── SUPPLIED INFORMATION ──

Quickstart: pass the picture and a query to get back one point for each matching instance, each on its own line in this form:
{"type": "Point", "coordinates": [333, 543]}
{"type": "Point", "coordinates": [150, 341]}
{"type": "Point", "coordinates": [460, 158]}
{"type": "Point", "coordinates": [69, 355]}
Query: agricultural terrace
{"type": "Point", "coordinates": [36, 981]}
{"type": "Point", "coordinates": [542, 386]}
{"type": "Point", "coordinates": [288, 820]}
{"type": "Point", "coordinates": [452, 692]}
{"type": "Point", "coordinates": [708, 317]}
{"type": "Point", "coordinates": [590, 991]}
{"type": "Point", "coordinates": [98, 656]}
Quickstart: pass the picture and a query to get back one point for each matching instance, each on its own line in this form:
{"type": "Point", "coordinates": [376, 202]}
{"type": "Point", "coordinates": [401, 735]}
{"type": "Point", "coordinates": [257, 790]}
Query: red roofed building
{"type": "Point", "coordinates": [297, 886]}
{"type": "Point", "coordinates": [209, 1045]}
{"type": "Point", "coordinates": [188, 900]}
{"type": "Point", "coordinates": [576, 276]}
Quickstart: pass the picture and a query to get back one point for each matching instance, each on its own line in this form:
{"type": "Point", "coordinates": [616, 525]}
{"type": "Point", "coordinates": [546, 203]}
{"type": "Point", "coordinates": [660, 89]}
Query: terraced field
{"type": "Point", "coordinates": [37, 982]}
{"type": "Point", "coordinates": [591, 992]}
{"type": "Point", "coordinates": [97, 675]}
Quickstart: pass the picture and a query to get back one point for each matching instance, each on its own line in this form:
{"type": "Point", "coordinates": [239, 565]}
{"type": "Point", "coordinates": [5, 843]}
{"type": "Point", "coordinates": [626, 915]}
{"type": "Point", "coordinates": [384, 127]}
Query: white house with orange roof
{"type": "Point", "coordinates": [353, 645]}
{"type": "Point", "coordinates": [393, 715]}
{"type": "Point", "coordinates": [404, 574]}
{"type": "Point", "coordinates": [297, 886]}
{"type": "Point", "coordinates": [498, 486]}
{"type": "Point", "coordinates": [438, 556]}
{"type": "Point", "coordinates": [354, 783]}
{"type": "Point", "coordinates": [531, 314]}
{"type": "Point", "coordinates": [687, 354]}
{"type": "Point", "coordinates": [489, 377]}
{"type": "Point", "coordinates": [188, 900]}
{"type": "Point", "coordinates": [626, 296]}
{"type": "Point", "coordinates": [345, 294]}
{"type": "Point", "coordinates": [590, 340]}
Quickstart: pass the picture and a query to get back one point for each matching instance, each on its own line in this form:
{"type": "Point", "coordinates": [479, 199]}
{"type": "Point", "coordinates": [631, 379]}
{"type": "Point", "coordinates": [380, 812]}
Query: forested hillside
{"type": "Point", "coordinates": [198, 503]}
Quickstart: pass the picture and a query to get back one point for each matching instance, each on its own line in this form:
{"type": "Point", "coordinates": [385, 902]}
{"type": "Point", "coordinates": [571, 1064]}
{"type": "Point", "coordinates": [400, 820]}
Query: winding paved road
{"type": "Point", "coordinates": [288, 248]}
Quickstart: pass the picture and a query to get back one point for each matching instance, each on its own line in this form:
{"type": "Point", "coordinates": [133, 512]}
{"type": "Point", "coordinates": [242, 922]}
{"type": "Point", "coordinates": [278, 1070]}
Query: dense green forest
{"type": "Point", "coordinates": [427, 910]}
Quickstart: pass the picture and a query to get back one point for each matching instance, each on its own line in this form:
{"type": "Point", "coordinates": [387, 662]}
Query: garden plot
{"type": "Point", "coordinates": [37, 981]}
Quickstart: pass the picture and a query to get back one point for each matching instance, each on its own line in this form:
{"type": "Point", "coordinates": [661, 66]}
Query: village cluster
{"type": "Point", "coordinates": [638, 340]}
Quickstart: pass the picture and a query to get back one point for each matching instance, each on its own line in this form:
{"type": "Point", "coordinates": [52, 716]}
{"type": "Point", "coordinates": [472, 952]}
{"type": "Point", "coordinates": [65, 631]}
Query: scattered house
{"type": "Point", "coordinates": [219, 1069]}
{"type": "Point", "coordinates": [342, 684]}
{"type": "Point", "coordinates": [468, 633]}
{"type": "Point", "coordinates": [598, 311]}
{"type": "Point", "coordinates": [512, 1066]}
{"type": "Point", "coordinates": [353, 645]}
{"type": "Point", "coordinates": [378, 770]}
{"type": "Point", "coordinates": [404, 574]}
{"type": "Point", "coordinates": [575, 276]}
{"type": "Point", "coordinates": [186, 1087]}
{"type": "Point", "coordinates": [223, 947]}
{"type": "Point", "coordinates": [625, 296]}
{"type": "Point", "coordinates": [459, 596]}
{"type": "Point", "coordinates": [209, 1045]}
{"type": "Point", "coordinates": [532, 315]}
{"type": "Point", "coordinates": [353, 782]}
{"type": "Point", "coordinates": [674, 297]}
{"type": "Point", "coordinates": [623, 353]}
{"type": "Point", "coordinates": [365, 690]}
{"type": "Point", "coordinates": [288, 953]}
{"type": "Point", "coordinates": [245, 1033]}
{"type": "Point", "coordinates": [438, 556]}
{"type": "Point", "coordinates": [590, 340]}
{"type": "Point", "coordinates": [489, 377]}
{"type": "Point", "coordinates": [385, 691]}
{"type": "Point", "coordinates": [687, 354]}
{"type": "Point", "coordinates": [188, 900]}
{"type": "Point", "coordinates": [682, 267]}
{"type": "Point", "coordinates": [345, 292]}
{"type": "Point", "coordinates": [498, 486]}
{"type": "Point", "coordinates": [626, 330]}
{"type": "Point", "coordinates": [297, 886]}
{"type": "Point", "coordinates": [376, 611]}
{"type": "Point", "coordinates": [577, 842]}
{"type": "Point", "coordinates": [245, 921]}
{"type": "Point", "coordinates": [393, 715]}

───

Return the material exactly as it stands.

Quickstart: pass the picture and a query to get back one point for each matching instance, each on its own line in this form:
{"type": "Point", "coordinates": [333, 543]}
{"type": "Point", "coordinates": [150, 341]}
{"type": "Point", "coordinates": [460, 158]}
{"type": "Point", "coordinates": [69, 355]}
Query: agricultural terrace
{"type": "Point", "coordinates": [36, 981]}
{"type": "Point", "coordinates": [542, 386]}
{"type": "Point", "coordinates": [288, 820]}
{"type": "Point", "coordinates": [452, 692]}
{"type": "Point", "coordinates": [708, 317]}
{"type": "Point", "coordinates": [590, 991]}
{"type": "Point", "coordinates": [98, 656]}
Quickstart: pass the picture and a query to get back one point for each matching instance, each on its own line in this form:
{"type": "Point", "coordinates": [376, 202]}
{"type": "Point", "coordinates": [401, 735]}
{"type": "Point", "coordinates": [257, 790]}
Query: red roofed building
{"type": "Point", "coordinates": [297, 886]}
{"type": "Point", "coordinates": [209, 1045]}
{"type": "Point", "coordinates": [188, 900]}
{"type": "Point", "coordinates": [576, 276]}
Quickstart: pass the picture and a query to get back one point for each matching instance, each on its own line in this form:
{"type": "Point", "coordinates": [616, 525]}
{"type": "Point", "coordinates": [546, 203]}
{"type": "Point", "coordinates": [660, 89]}
Query: terraced field
{"type": "Point", "coordinates": [37, 982]}
{"type": "Point", "coordinates": [591, 992]}
{"type": "Point", "coordinates": [97, 675]}
Quickstart: pass the picture and a query to get back one point for each matching instance, each on its own line in this form:
{"type": "Point", "coordinates": [239, 565]}
{"type": "Point", "coordinates": [5, 843]}
{"type": "Point", "coordinates": [626, 915]}
{"type": "Point", "coordinates": [384, 127]}
Query: white house with orange roof
{"type": "Point", "coordinates": [353, 645]}
{"type": "Point", "coordinates": [393, 715]}
{"type": "Point", "coordinates": [404, 574]}
{"type": "Point", "coordinates": [297, 886]}
{"type": "Point", "coordinates": [498, 486]}
{"type": "Point", "coordinates": [438, 556]}
{"type": "Point", "coordinates": [354, 783]}
{"type": "Point", "coordinates": [531, 314]}
{"type": "Point", "coordinates": [687, 354]}
{"type": "Point", "coordinates": [489, 377]}
{"type": "Point", "coordinates": [188, 900]}
{"type": "Point", "coordinates": [626, 296]}
{"type": "Point", "coordinates": [345, 294]}
{"type": "Point", "coordinates": [590, 340]}
Quickstart: pass the picture and a query to get back one point for each matching instance, each on its own line in this form:
{"type": "Point", "coordinates": [479, 199]}
{"type": "Point", "coordinates": [631, 379]}
{"type": "Point", "coordinates": [380, 812]}
Query: forested hillside
{"type": "Point", "coordinates": [198, 503]}
Quickstart: pass the picture and a query to get back one point for each matching instance, each on its own line in this form:
{"type": "Point", "coordinates": [385, 902]}
{"type": "Point", "coordinates": [571, 1064]}
{"type": "Point", "coordinates": [400, 820]}
Query: winding paved road
{"type": "Point", "coordinates": [288, 248]}
Quickstart: pass the picture and a query to get back one point for each matching instance, each on its own line in this form:
{"type": "Point", "coordinates": [133, 512]}
{"type": "Point", "coordinates": [242, 922]}
{"type": "Point", "coordinates": [278, 1070]}
Query: dense green forest
{"type": "Point", "coordinates": [427, 910]}
Quickstart: pass the picture and a query to get back one point for each matching instance, each on its own line in this form:
{"type": "Point", "coordinates": [387, 662]}
Query: garden plot
{"type": "Point", "coordinates": [37, 981]}
Quickstart: pass the picture and a query to get back one point for each matching instance, each on its own line in this form:
{"type": "Point", "coordinates": [661, 66]}
Query: village cluster
{"type": "Point", "coordinates": [638, 340]}
Quickstart: pass the picture and a query to get back one point for each matching instance, each on its own line in this form:
{"type": "Point", "coordinates": [52, 716]}
{"type": "Point", "coordinates": [472, 952]}
{"type": "Point", "coordinates": [65, 631]}
Query: scattered house
{"type": "Point", "coordinates": [219, 1069]}
{"type": "Point", "coordinates": [342, 684]}
{"type": "Point", "coordinates": [468, 633]}
{"type": "Point", "coordinates": [598, 311]}
{"type": "Point", "coordinates": [512, 1066]}
{"type": "Point", "coordinates": [353, 645]}
{"type": "Point", "coordinates": [378, 770]}
{"type": "Point", "coordinates": [404, 574]}
{"type": "Point", "coordinates": [575, 276]}
{"type": "Point", "coordinates": [186, 1087]}
{"type": "Point", "coordinates": [223, 947]}
{"type": "Point", "coordinates": [625, 296]}
{"type": "Point", "coordinates": [459, 596]}
{"type": "Point", "coordinates": [209, 1045]}
{"type": "Point", "coordinates": [532, 315]}
{"type": "Point", "coordinates": [353, 782]}
{"type": "Point", "coordinates": [674, 297]}
{"type": "Point", "coordinates": [623, 353]}
{"type": "Point", "coordinates": [365, 690]}
{"type": "Point", "coordinates": [288, 953]}
{"type": "Point", "coordinates": [245, 1033]}
{"type": "Point", "coordinates": [438, 556]}
{"type": "Point", "coordinates": [590, 340]}
{"type": "Point", "coordinates": [489, 377]}
{"type": "Point", "coordinates": [385, 691]}
{"type": "Point", "coordinates": [687, 354]}
{"type": "Point", "coordinates": [188, 900]}
{"type": "Point", "coordinates": [682, 267]}
{"type": "Point", "coordinates": [345, 292]}
{"type": "Point", "coordinates": [498, 486]}
{"type": "Point", "coordinates": [626, 330]}
{"type": "Point", "coordinates": [297, 886]}
{"type": "Point", "coordinates": [376, 611]}
{"type": "Point", "coordinates": [577, 842]}
{"type": "Point", "coordinates": [245, 921]}
{"type": "Point", "coordinates": [393, 715]}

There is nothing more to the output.